**Task to complete:**
How many lines in the material below contain the string "integers", with case counting? Reply with the number only.

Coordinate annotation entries
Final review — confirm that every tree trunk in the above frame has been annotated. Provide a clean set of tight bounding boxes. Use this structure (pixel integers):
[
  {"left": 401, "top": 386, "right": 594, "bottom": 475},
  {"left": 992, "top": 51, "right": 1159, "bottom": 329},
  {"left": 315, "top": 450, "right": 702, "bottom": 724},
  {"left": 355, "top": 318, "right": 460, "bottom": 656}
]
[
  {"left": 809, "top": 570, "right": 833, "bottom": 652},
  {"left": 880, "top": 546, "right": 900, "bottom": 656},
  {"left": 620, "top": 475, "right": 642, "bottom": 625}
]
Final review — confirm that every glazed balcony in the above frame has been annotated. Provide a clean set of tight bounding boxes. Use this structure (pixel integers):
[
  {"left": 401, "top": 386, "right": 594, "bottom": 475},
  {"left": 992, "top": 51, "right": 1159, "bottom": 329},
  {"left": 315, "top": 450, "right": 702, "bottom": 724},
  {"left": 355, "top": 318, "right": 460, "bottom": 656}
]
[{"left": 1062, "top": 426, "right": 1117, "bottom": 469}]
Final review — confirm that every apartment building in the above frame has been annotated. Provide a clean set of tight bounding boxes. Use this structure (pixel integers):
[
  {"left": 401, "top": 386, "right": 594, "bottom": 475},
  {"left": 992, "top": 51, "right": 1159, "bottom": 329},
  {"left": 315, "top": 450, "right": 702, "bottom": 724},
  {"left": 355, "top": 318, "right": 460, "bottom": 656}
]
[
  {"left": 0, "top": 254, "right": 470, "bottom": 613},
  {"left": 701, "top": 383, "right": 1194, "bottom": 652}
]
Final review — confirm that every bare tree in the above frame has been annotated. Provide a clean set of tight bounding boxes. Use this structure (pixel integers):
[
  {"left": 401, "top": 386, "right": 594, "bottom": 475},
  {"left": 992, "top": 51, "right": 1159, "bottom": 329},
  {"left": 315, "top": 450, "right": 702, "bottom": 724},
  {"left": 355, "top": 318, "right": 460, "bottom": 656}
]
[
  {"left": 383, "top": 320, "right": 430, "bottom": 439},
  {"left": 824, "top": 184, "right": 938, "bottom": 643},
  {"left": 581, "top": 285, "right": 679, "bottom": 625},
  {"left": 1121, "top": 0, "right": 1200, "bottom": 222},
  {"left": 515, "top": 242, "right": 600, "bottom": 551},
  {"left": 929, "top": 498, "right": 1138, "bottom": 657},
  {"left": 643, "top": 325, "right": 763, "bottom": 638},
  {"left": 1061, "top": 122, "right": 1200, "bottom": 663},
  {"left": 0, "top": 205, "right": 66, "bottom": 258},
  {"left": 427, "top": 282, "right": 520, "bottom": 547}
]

**Solved exercise:**
4